Aim: Recast every line of the data below as a JSON list of strings, one string per line, leaving out blank lines. Leave the picture out of your answer.

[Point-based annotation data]
****************************************

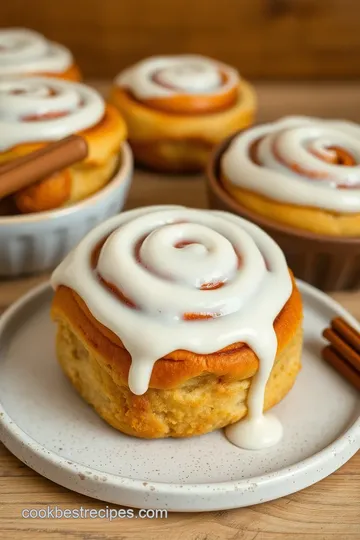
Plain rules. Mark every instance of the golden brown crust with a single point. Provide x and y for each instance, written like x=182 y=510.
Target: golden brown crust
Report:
x=81 y=179
x=312 y=219
x=201 y=404
x=72 y=73
x=168 y=133
x=235 y=362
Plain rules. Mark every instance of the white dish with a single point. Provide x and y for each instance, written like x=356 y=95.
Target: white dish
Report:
x=33 y=243
x=46 y=425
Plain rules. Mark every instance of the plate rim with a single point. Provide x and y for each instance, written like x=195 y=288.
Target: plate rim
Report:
x=13 y=436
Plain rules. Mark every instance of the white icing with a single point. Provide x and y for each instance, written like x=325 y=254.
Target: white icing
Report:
x=167 y=76
x=166 y=284
x=25 y=51
x=29 y=96
x=297 y=139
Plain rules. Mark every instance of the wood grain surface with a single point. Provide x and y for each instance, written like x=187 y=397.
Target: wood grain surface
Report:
x=264 y=38
x=328 y=510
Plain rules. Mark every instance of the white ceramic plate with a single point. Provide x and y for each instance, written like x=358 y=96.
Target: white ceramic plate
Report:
x=47 y=426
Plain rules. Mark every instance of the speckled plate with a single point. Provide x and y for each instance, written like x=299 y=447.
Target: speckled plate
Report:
x=47 y=426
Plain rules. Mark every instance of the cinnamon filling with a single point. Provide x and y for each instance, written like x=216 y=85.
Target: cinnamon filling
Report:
x=94 y=258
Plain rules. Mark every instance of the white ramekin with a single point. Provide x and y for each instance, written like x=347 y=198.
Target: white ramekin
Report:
x=34 y=243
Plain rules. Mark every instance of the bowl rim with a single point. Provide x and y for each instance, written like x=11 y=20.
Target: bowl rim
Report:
x=118 y=179
x=212 y=178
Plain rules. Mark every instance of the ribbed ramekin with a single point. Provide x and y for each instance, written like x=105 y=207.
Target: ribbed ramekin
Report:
x=34 y=243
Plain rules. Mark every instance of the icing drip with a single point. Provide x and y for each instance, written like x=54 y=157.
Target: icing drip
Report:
x=42 y=109
x=26 y=51
x=166 y=76
x=173 y=261
x=299 y=160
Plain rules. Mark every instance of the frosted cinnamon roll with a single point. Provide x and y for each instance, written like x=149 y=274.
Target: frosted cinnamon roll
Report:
x=25 y=52
x=36 y=110
x=178 y=107
x=218 y=313
x=303 y=172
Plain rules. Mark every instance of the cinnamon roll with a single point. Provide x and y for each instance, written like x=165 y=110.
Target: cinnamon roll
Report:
x=25 y=52
x=178 y=107
x=38 y=109
x=298 y=171
x=175 y=322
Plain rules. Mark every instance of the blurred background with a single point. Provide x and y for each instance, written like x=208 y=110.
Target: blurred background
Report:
x=276 y=39
x=285 y=46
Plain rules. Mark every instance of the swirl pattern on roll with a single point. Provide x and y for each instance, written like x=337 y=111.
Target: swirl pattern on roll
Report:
x=26 y=51
x=160 y=271
x=299 y=160
x=44 y=109
x=169 y=76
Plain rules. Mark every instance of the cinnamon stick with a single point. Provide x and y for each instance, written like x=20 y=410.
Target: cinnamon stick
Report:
x=31 y=168
x=343 y=353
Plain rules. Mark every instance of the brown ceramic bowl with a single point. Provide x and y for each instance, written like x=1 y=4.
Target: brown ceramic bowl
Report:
x=327 y=262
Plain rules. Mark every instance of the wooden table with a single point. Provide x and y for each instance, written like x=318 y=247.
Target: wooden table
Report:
x=327 y=510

****************************************

Output for this task:
[
  "Plain rules. Mark every instance of the golden brown crust with a single point. Provide x and y for each instance, written like x=182 y=510.",
  "Target: golden brown crust",
  "Report:",
  "x=81 y=179",
  "x=312 y=219",
  "x=201 y=404",
  "x=72 y=73",
  "x=168 y=133",
  "x=235 y=362",
  "Plain rules. Mark every instance of the white dish with a single point. Provide x and y for each instance, written like x=356 y=95.",
  "Target: white dish",
  "Report:",
  "x=33 y=243",
  "x=46 y=425",
  "Plain rules. Mark every instance of the plate rim with a single point. Provide x and y for each instance, written like x=195 y=288.",
  "Target: plate rim",
  "Report:",
  "x=13 y=436",
  "Plain rules. Mark every instance of the white icing with a single point. Provide x and y for each instance, written like x=325 y=254.",
  "Target: white icing",
  "Report:",
  "x=167 y=76",
  "x=166 y=284",
  "x=25 y=51",
  "x=29 y=96",
  "x=297 y=139",
  "Plain rules. Mark every instance of the wood grain surface with a single point. Provide x and y for each instance, written like x=187 y=397.",
  "Target: wood grain surface",
  "Report:",
  "x=264 y=38",
  "x=328 y=510",
  "Plain rules. Mark every instance of the white ceramic plate with a single point. Provide x and y for each instance, written like x=358 y=96.",
  "Target: white ceramic plate",
  "Report:",
  "x=47 y=426",
  "Plain rules. Mark every instance of the speckled plate with a single point. Provide x and y for each instance, written like x=299 y=447.",
  "Target: speckled plate",
  "Report:",
  "x=47 y=426",
  "Plain rules. Mark every instance of the cinnamon filling with a single point. Provide x and y for each instance, written like x=216 y=85.",
  "Target: cinnamon filling",
  "Report:",
  "x=94 y=258",
  "Plain rules. Mark every instance of the white ramekin with a single point. Provide x and y for each instance, written like x=347 y=198.",
  "Target: white ramekin",
  "Report:",
  "x=34 y=243",
  "Plain rules. Mark every instance of the bowl rim with a single point. Provide x and y for each instance, written like x=11 y=20.",
  "Target: bowl rim",
  "Report:",
  "x=118 y=179",
  "x=212 y=178",
  "Plain rules. Mark every instance of the ribbed ramekin with a single point. Provide x and y for each instance, written like x=105 y=207.",
  "Target: ribbed ramekin",
  "Report:",
  "x=34 y=243",
  "Plain rules. Mark every instance of the icing drip with a single point. Provide x and y for each instance, written like x=54 y=157.",
  "Target: icing drip",
  "Report:",
  "x=42 y=109",
  "x=26 y=51",
  "x=166 y=76",
  "x=173 y=261",
  "x=299 y=160",
  "Plain rules. Mark every instance of the frosted cinnamon roll with a single point. Provide x and y for each instance, written like x=149 y=274.",
  "Target: frosted cinnamon roll",
  "Report:",
  "x=25 y=52",
  "x=36 y=110",
  "x=178 y=107",
  "x=218 y=313",
  "x=303 y=172",
  "Plain rules. Mark every instance of the cinnamon roll with a single point. Provide x and y for each instance, written like x=165 y=110.",
  "Target: cinnamon roll",
  "Report:",
  "x=25 y=52",
  "x=178 y=107",
  "x=38 y=109",
  "x=298 y=171",
  "x=175 y=322",
  "Plain rules. Mark every instance of the blurred background with a single point. Provide x and y for each instance, written like x=208 y=110.",
  "Target: blurred background",
  "Report:",
  "x=276 y=39",
  "x=285 y=46",
  "Plain rules. Mark every instance of the swirl pattern on roll with a single point. Provide x and y for each instance, written like x=337 y=111.",
  "Target: swirl pattern on roll",
  "Report:",
  "x=26 y=51",
  "x=160 y=271",
  "x=299 y=160",
  "x=44 y=109",
  "x=169 y=76",
  "Plain rules. Mark every instance of the cinnamon stick with a single point. Provide x and y for each instance, written like x=20 y=410.",
  "Target: cinnamon stick",
  "Report:",
  "x=31 y=168",
  "x=343 y=353",
  "Plain rules. Mark every instance of the brown ceramic bowl with a single point. Provide x and y for each instance, written like x=1 y=4.",
  "Target: brown ceramic bowl",
  "Report:",
  "x=327 y=262",
  "Plain rules. Mark every instance of the wooden table with a single point. Provide x and y for each instance, written like x=318 y=247.",
  "Target: wooden table",
  "Report:",
  "x=327 y=510"
]